> What to produce: Repeat every record below, word for word.

> Material for this exercise:
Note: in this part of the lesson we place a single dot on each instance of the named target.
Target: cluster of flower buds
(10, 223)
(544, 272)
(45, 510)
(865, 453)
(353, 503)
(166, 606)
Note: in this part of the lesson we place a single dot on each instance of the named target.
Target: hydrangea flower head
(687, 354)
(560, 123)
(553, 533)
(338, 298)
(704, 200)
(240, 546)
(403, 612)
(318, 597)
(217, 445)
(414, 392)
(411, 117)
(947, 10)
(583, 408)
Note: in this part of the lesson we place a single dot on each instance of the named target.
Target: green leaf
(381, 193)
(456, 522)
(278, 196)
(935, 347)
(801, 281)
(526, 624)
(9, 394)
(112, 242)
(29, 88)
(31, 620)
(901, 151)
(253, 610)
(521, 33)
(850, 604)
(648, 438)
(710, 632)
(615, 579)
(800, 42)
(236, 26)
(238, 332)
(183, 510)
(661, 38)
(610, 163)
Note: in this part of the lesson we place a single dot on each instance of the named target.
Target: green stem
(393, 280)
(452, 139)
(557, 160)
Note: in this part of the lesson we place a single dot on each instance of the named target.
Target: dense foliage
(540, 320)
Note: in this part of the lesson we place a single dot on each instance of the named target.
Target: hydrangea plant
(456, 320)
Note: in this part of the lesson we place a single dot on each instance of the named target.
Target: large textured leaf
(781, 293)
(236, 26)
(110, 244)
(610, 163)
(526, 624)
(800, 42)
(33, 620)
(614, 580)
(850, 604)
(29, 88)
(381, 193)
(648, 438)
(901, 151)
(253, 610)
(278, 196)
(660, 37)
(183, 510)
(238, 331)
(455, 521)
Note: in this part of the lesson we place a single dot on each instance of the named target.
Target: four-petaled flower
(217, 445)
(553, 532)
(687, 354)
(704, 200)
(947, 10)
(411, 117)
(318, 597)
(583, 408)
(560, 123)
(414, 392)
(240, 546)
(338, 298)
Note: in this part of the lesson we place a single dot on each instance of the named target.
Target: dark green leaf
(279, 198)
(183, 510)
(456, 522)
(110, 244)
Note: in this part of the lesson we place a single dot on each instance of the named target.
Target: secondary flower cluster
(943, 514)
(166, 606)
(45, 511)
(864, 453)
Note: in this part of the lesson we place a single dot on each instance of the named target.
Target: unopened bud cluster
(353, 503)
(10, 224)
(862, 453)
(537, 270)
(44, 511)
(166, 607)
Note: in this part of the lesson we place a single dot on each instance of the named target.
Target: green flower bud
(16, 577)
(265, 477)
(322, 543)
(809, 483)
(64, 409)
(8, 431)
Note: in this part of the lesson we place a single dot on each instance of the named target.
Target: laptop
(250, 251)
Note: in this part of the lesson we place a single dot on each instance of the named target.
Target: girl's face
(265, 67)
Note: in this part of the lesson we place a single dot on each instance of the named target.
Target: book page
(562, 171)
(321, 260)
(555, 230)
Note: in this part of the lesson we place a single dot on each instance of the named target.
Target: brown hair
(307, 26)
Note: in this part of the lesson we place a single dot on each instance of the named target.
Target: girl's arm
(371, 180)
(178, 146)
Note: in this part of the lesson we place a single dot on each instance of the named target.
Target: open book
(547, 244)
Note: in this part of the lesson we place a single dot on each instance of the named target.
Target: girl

> Response box:
Note: in this part of the lesson we place a single dot on each instance of the named target.
Target: cluster of flower buds
(10, 223)
(544, 272)
(45, 510)
(865, 453)
(353, 503)
(166, 606)
Note: in this part of the lesson we place a single dot on each instance of the named target.
Target: hydrangea flower head
(687, 354)
(560, 123)
(553, 533)
(338, 298)
(704, 200)
(240, 546)
(403, 612)
(318, 597)
(217, 445)
(414, 392)
(411, 117)
(947, 10)
(583, 408)
Note: in this part of the lesson we place a single dot on each instance of the named target.
Target: green leaf
(381, 193)
(456, 522)
(278, 196)
(935, 347)
(801, 281)
(526, 624)
(9, 394)
(112, 242)
(29, 88)
(31, 620)
(901, 151)
(253, 610)
(521, 33)
(850, 604)
(648, 438)
(710, 632)
(615, 579)
(800, 42)
(236, 26)
(238, 332)
(183, 510)
(661, 38)
(610, 163)
Note: in this part of the lesson we place a single dot on each instance of the named target.
Target: green stem
(393, 280)
(452, 139)
(557, 160)
Note: in this part of the lesson we place a single dot on each instance of the named target.
Target: dense foliage
(540, 320)
Note: in this part of the lesson we place a single dot on each instance of the named target.
Target: hydrangea plant
(456, 320)
Note: in this part of the lesson we place a single dot on each instance of the named target.
Target: large textured leaf
(781, 293)
(236, 26)
(110, 244)
(610, 163)
(526, 624)
(800, 42)
(33, 620)
(614, 580)
(850, 604)
(29, 88)
(381, 193)
(648, 438)
(901, 151)
(253, 610)
(278, 196)
(660, 37)
(183, 510)
(238, 331)
(455, 521)
Note: in this part of the lesson we place a single dot on each instance of the named target.
Target: four-petaled flower
(217, 445)
(553, 532)
(687, 354)
(704, 200)
(947, 10)
(411, 117)
(318, 597)
(583, 408)
(560, 123)
(414, 392)
(240, 546)
(338, 298)
Note: in this part of the lesson we place a single dot on each instance of the named target.
Target: dark green leaf
(279, 198)
(183, 510)
(456, 522)
(110, 244)
Note: in this part of the lesson we place a single dot on each instance of the named target.
Target: secondary flower cluster
(943, 514)
(166, 606)
(45, 511)
(864, 453)
Note: in this part of the lesson we place a single dot on each instance of the named target.
Target: unopened bud cluster
(353, 503)
(10, 224)
(862, 453)
(537, 270)
(44, 511)
(166, 607)
Note: in this part of the lesson we place a single dot on each instance of the named target.
Target: green flower bud
(16, 577)
(265, 477)
(322, 543)
(809, 483)
(64, 409)
(8, 431)
Note: in this part of the lesson we place a single dot on each instance of the named target.
Target: laptop
(250, 251)
Note: in this part of the lesson we place a single dot on each instance of the named target.
Target: girl's face
(265, 67)
Note: in this part of the lesson we place a single dot on each instance of the named target.
Target: book page
(562, 171)
(321, 260)
(555, 230)
Note: in this part of the lesson we place a single dot on each instance of the named target.
Target: brown hair
(307, 26)
Note: in this part of the lesson we place a single dot on each instance of the named target.
Target: girl's arm
(371, 180)
(178, 146)
Note: in this part of the lesson we place a single dot on each instance of the named target.
Target: open book
(547, 244)
Note: in this part of the lesson we place a single dot on each instance of the named target.
Target: girl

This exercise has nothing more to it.